I therefor restarted with a filtered fastq file (as I have mentioned before) and added the parameters on which you recommended, overlapper=mhap utgReAlign=true'

Still it takes a long time.

skoren commented 6 years ago

What's the output in correction/Gene.ovlStore.err for the failed run?

The fast option only affect things post-correction, the correction will take exactly the same time as before. Having >50,000x coverage isn't a common use case.

Omer-K commented 6 years ago

What's the output in correction/Gene.ovlStore.err for the failed run?

I've actually deleted the folder produced by this run, as I restarted and had to free-up storage..

The fast option only affect things post-correction, the correction will take exactly the same time as before. Having >50,000x coverage isn't a common use case.

Then randomly sub-sampling still is a good suggestion, I guess? How would you suggest going about this, in an easy manner? I have not specific knowledge of programming other than MATLAB and some Unix command line.

Also, what coverage should suffice?

skoren commented 6 years ago

You could do something as simple as take the beginning of the fastq input, assuming there is no bias in sequencing time. Canu also has a utility called fastqSample that lets you subsample to a desired coverage. It expects the input to be named file.u.fastq and you can run fastqSample without options to get the help.

Omer-K commented 6 years ago

Thanks, I'll give it a go and update.

Omer-K commented 6 years ago

I'm trying to use the fastqSample command: fastqSample -U file.u.fastq -I 023b484d86c10d61534e6aa274918bdd8700a8be -g 7600 -c 200

There is no error and I'm note quite sure if I wrote the command properly. What should I have specified in the -I option? I wrote the runID as I thought this was common to all reads in the fastq file but I must've gotten it wrong.

......

Work task:
Write out the part of the forum thread starting at "I've actually deleted" and ending at "Unix command line.", word for word. You won't need the data that comes after the thread.

Data under study:
......

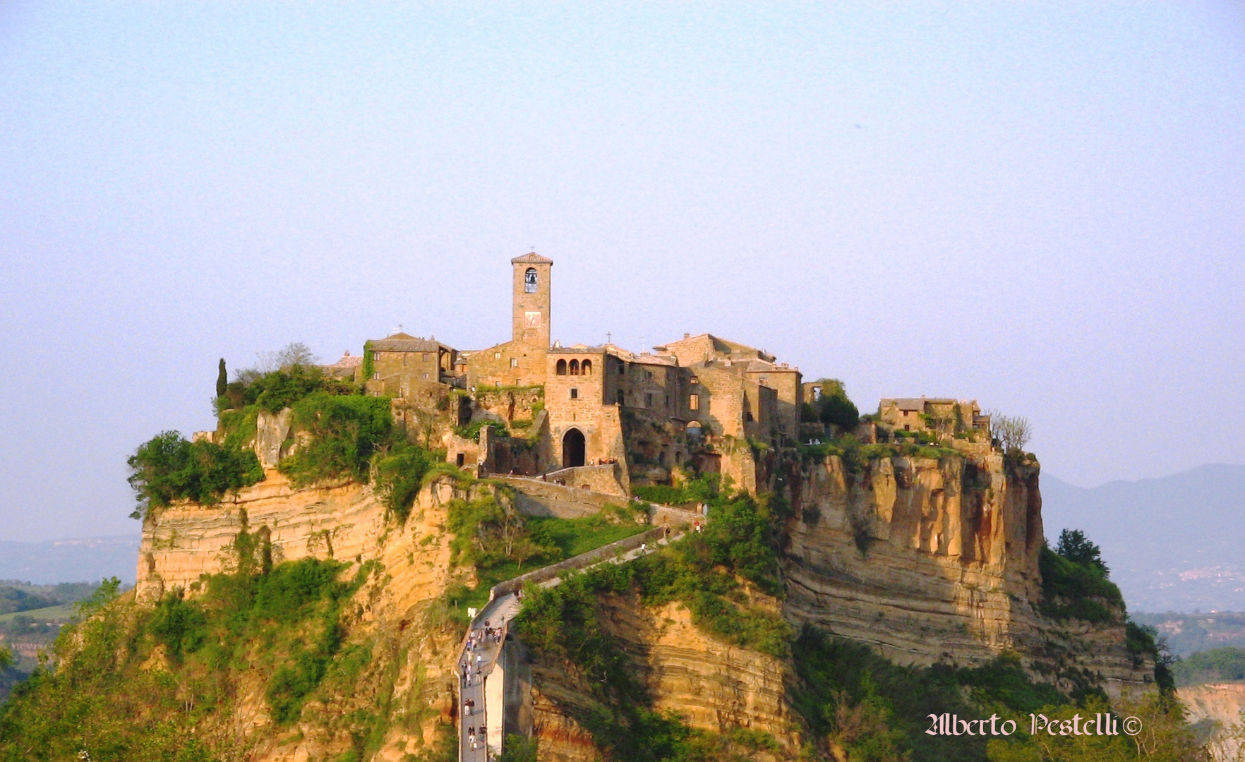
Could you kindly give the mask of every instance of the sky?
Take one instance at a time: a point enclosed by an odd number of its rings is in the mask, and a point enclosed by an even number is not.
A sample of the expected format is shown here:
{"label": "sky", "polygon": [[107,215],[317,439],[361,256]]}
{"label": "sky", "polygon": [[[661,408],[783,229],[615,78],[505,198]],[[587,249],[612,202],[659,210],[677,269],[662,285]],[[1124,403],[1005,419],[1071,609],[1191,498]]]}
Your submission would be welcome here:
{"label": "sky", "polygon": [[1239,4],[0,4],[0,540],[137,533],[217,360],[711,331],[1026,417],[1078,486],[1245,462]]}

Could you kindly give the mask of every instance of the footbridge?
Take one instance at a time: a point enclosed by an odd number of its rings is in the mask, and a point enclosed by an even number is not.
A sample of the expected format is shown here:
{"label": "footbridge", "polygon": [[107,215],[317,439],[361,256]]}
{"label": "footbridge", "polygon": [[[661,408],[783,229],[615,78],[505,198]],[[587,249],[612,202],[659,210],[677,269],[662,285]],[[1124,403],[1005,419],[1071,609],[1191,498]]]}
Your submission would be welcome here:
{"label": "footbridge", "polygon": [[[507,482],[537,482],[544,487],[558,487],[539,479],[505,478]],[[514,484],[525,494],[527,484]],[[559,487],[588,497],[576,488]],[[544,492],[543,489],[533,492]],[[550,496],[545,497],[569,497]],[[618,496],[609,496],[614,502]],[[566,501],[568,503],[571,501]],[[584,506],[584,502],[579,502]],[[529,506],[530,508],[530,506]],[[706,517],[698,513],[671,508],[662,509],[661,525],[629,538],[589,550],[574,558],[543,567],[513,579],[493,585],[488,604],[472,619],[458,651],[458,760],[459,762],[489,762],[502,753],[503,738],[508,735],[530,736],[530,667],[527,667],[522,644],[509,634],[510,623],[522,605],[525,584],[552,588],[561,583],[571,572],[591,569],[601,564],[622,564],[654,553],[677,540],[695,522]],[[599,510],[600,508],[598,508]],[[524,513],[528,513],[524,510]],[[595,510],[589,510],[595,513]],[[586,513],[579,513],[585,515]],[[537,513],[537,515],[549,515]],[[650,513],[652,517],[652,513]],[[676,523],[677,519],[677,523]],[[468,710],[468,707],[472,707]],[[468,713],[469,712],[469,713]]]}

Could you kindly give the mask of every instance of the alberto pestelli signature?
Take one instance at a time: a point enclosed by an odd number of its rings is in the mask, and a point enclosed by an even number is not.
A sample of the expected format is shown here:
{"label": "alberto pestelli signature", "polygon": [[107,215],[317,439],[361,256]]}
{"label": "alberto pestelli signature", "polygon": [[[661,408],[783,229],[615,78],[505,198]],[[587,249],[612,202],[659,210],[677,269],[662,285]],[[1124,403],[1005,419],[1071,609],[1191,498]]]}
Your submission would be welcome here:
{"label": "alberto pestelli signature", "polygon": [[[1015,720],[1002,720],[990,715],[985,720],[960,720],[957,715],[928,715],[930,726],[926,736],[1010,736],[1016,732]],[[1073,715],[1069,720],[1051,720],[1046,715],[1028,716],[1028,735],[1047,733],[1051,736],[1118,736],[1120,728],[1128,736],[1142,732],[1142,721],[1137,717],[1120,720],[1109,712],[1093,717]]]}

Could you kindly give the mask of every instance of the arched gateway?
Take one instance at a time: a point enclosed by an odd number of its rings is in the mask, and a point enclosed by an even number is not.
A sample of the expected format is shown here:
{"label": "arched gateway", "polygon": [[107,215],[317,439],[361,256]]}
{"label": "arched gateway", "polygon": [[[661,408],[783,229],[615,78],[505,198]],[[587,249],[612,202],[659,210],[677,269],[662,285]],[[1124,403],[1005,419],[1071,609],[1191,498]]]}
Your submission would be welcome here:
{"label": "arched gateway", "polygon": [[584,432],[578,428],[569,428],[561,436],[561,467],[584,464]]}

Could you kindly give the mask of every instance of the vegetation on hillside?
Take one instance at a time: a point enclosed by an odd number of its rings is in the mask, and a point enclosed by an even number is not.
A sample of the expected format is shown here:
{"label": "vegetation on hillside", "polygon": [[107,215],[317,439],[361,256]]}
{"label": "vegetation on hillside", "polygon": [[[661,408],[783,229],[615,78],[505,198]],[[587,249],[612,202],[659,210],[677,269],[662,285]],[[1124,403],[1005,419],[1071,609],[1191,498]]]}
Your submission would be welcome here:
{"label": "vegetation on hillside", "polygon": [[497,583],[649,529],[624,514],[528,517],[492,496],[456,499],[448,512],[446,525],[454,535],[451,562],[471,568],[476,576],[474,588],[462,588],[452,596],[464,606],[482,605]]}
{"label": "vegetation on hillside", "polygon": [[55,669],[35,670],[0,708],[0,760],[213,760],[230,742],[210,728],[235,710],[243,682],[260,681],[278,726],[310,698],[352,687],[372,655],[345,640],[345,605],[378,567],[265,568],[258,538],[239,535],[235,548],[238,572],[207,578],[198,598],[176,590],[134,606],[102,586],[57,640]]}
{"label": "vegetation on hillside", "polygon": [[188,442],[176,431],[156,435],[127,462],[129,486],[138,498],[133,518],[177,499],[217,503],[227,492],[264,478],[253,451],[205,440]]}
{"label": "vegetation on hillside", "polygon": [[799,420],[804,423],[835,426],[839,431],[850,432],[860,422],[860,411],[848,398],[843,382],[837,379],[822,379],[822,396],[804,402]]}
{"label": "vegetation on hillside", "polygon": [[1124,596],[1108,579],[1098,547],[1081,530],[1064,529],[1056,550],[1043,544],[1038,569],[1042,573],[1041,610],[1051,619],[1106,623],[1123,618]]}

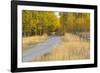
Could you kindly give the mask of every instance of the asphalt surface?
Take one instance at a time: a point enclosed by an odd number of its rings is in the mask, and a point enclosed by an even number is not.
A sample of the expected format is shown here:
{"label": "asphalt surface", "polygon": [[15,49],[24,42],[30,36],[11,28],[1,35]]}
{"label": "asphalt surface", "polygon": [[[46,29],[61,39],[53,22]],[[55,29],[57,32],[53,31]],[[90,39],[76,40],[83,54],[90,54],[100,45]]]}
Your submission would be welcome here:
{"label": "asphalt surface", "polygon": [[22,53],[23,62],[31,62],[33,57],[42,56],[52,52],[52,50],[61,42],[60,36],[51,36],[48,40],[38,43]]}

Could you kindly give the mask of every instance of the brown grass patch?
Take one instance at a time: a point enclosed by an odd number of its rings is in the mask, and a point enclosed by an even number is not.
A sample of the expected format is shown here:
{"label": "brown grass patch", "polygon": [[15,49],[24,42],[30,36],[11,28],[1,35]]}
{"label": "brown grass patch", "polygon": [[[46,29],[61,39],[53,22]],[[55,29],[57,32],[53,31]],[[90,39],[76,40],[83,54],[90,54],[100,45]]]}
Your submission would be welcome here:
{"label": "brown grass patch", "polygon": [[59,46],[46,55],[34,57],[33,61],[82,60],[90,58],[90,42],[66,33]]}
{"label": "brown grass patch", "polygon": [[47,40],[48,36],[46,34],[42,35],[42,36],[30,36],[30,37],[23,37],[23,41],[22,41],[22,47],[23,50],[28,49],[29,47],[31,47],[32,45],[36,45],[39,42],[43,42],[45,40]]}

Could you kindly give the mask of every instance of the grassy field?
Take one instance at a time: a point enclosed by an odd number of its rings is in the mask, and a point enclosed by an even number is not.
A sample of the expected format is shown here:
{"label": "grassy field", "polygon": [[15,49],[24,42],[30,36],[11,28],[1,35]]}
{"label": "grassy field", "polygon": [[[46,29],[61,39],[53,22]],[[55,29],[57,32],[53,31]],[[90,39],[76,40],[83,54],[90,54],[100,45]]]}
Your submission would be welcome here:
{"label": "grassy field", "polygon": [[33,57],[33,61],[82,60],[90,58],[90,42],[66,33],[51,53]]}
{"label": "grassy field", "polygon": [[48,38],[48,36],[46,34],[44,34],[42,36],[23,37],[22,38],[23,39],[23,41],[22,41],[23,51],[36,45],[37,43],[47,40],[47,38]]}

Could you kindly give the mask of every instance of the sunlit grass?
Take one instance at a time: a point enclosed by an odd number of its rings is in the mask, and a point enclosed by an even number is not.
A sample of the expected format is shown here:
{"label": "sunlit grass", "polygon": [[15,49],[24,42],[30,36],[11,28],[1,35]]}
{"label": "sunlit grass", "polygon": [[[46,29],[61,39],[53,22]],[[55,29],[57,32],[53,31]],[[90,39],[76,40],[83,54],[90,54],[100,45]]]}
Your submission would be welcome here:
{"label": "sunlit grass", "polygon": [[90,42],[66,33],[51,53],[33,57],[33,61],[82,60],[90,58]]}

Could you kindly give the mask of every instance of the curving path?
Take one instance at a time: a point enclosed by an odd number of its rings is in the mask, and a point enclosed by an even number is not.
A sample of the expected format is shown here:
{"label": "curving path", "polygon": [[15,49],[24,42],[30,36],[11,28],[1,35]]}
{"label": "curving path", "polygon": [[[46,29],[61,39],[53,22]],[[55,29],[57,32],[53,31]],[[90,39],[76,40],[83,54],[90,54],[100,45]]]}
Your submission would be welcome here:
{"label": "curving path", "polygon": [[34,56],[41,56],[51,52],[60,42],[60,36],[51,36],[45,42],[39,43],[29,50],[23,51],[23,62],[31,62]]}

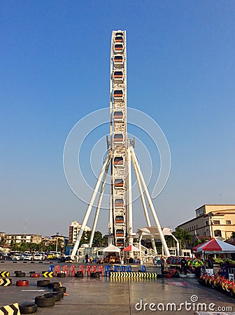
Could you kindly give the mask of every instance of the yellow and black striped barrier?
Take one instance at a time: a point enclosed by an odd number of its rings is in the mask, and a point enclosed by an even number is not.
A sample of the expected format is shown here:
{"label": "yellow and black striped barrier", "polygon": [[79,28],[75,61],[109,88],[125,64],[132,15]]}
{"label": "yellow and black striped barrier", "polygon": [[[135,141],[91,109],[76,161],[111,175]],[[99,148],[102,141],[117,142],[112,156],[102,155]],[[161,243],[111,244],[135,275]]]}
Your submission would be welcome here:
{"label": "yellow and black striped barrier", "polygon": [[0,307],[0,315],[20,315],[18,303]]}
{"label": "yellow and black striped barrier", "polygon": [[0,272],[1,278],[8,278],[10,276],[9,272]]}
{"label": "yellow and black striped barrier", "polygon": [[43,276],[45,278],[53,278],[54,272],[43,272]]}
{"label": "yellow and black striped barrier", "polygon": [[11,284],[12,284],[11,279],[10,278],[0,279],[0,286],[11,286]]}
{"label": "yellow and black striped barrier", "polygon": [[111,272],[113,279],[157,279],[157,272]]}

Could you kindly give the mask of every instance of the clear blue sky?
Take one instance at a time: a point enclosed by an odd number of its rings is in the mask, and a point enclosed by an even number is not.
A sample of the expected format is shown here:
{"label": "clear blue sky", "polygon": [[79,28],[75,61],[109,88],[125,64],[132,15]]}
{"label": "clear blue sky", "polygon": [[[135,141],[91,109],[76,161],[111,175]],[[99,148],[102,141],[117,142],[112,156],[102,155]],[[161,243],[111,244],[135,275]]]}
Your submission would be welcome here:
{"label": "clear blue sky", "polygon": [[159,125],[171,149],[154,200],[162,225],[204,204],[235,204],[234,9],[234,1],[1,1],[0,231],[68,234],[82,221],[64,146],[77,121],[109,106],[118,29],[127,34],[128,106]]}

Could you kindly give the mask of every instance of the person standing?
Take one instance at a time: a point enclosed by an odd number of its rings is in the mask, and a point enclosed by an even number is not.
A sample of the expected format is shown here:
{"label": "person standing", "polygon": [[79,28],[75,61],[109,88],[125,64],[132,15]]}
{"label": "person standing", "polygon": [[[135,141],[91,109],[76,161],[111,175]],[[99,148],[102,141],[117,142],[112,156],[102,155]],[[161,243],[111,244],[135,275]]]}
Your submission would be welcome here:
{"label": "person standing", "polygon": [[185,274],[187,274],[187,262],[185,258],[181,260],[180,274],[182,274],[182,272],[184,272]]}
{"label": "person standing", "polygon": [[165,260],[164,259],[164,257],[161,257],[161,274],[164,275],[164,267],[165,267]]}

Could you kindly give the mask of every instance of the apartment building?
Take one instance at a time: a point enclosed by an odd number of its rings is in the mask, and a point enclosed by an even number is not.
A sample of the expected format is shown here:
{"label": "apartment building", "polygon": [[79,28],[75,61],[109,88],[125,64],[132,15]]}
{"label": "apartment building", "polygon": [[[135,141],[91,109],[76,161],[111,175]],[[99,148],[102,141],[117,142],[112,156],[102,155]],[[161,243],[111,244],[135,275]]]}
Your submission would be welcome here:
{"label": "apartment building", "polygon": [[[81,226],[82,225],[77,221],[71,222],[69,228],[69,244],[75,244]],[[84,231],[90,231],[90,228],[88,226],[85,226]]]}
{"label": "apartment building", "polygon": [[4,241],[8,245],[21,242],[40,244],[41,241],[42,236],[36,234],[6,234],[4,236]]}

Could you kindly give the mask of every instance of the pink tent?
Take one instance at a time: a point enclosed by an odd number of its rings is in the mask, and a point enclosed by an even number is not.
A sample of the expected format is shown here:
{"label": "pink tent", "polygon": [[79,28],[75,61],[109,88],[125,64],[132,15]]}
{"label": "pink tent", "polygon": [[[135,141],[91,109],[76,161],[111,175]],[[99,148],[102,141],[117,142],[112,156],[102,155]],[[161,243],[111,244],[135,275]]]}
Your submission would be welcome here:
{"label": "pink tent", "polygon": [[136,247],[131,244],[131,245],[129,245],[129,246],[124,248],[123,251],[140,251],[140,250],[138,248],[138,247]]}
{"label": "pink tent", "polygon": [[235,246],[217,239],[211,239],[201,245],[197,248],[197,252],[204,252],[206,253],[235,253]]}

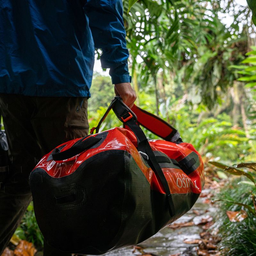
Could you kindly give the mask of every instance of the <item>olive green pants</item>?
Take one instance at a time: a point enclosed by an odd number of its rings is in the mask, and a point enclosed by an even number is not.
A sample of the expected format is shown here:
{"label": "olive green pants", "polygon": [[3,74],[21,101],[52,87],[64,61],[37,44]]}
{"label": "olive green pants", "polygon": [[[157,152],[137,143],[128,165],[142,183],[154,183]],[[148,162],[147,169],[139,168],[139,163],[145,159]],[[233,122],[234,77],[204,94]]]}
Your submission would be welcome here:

......

Task response:
I've actually deleted the folder produced by this run, as I restarted and had to free-up storage..

The fast option only affect things post-correction, the correction will take exactly the same time as before. Having >50,000x coverage isn't a common use case.

Then randomly sub-sampling still is a good suggestion, I guess? How would you suggest going about this, in an easy manner? I have not specific knowledge of programming other than MATLAB and some Unix command line.